Required work:
Display every line in the items below that contains the word "with", matching its case exactly.
-- Start of Supplied data --
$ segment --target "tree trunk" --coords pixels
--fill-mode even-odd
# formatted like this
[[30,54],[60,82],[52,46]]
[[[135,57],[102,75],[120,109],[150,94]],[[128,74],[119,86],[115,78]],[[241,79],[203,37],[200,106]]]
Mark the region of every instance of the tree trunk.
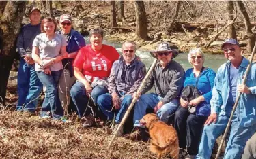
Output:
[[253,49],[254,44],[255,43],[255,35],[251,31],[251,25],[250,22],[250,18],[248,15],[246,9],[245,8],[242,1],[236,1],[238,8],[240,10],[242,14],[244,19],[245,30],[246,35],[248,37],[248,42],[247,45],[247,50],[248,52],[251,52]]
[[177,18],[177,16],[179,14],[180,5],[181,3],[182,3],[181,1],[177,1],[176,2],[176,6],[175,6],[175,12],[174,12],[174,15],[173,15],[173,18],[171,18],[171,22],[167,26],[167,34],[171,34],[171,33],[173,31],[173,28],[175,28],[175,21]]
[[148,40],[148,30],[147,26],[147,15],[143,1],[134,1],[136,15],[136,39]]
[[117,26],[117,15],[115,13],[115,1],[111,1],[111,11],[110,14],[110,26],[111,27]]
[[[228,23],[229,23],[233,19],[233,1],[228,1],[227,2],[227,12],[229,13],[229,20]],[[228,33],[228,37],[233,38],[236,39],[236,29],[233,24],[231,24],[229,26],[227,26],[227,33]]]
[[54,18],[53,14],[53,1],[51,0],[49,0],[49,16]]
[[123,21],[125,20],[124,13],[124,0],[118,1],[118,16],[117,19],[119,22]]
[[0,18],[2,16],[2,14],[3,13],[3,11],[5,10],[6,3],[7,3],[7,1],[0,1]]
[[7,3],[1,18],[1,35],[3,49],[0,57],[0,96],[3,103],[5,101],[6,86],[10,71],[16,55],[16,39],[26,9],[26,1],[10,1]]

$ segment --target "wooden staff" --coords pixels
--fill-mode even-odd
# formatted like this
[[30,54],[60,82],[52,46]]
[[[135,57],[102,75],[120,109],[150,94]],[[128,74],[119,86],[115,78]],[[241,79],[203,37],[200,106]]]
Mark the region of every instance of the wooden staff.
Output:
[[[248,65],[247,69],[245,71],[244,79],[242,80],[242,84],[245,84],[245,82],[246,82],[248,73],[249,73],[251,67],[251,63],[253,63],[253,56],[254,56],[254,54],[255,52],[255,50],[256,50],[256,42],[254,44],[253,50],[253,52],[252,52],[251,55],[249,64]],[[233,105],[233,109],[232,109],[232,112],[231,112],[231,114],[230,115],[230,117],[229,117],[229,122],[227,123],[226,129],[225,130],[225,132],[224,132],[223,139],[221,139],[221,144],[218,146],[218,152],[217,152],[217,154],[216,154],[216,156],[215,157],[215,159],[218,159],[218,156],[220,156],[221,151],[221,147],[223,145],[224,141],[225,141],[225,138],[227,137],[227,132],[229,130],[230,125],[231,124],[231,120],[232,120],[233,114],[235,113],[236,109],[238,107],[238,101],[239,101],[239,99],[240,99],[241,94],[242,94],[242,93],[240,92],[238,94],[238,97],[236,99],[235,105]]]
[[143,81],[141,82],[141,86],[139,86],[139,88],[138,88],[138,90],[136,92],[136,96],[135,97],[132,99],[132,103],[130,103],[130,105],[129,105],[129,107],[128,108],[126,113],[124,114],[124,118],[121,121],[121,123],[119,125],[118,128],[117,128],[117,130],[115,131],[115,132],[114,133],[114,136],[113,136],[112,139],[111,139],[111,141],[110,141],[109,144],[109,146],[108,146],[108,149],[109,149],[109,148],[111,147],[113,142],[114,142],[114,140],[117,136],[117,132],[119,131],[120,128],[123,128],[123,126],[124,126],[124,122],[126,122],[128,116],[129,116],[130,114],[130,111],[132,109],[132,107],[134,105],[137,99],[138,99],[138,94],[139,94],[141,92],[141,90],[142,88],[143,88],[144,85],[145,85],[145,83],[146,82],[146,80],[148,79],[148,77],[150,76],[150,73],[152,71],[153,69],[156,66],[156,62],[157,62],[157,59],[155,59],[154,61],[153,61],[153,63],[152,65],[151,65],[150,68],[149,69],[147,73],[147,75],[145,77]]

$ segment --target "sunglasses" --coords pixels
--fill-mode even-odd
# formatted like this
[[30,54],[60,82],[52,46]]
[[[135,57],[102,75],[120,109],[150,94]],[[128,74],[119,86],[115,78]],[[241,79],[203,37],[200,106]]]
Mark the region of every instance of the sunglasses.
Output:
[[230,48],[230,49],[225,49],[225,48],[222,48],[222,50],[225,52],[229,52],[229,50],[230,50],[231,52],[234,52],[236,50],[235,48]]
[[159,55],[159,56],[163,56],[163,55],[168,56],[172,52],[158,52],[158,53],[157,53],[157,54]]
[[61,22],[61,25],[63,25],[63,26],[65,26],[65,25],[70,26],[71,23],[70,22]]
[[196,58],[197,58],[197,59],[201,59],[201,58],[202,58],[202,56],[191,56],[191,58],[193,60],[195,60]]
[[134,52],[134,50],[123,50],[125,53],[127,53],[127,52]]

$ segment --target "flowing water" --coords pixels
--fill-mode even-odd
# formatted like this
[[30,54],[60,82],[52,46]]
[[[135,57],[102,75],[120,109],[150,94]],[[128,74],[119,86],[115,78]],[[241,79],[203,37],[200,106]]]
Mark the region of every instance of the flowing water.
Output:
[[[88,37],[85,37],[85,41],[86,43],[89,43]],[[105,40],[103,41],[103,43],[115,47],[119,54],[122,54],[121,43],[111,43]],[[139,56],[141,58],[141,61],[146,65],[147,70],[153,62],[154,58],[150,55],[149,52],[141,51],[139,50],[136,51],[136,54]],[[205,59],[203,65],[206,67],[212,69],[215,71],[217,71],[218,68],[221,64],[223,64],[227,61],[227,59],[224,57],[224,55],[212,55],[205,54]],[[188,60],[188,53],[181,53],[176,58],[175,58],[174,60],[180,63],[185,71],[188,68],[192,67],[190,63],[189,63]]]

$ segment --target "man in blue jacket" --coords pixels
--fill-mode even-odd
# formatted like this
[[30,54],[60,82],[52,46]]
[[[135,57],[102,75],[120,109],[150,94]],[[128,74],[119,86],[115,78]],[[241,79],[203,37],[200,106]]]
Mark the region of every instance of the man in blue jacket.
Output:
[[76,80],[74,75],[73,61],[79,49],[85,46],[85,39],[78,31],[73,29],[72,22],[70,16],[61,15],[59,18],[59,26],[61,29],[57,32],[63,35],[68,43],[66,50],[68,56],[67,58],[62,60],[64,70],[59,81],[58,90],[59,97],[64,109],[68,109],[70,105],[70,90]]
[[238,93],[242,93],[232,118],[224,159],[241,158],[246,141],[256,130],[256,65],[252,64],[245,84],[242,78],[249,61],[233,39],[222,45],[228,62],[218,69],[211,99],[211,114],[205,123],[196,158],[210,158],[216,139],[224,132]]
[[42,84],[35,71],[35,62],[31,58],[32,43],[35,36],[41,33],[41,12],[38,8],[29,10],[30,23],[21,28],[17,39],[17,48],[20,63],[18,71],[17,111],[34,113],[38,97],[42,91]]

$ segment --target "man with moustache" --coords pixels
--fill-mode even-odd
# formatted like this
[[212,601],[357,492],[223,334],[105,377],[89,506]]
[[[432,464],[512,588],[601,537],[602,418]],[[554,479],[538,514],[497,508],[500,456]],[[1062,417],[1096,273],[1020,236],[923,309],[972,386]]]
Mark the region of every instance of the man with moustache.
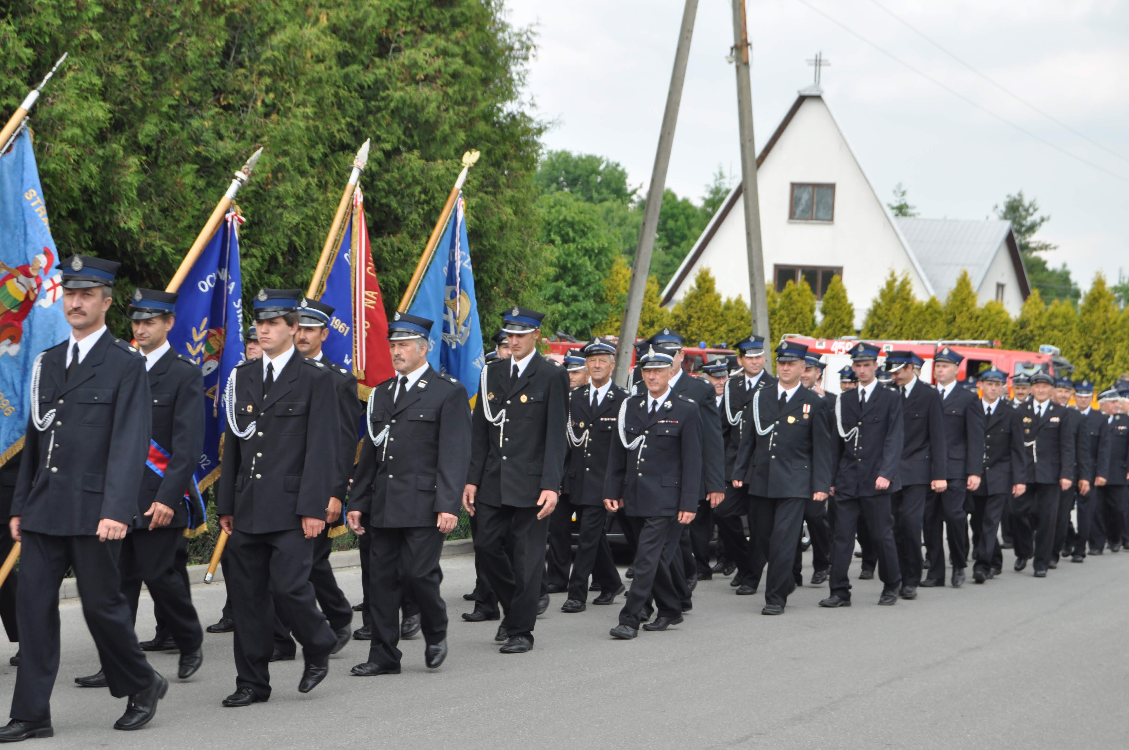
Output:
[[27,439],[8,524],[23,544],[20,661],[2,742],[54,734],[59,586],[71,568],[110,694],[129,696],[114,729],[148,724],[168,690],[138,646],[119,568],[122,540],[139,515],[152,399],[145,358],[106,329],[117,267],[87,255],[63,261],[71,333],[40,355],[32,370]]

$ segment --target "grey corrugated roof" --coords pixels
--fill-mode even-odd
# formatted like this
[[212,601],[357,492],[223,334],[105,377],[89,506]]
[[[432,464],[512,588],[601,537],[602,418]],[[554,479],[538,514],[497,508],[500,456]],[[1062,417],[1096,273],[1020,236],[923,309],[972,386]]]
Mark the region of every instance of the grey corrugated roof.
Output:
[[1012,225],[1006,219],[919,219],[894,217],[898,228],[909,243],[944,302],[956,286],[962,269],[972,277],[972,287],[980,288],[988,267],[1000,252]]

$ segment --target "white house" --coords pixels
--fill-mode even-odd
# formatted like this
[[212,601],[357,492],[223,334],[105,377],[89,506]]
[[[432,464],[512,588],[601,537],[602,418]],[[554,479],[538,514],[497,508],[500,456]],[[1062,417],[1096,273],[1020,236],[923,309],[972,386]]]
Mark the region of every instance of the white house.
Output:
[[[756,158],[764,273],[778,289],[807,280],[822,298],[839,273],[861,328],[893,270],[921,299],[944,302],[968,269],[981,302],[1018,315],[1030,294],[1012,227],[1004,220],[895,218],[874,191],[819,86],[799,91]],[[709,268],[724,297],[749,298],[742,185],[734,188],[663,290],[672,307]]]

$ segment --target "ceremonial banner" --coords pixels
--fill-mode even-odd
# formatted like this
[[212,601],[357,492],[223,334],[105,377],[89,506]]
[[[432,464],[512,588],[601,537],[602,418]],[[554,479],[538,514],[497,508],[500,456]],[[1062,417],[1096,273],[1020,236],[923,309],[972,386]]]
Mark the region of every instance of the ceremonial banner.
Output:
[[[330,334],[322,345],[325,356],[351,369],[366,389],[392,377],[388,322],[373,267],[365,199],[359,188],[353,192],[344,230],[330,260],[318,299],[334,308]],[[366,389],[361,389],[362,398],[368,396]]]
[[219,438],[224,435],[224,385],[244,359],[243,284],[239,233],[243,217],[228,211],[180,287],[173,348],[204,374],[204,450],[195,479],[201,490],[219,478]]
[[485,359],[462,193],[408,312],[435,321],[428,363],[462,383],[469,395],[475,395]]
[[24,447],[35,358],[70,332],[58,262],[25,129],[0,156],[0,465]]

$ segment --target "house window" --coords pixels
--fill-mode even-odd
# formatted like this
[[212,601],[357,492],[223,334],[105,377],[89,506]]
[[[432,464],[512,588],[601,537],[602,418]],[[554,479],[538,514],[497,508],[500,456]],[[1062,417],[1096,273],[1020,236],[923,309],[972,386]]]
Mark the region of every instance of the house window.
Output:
-- End of Supplied data --
Solution below:
$ segment --target "man with moustache" --coords pixels
Mark the region of every instance of the man with moustache.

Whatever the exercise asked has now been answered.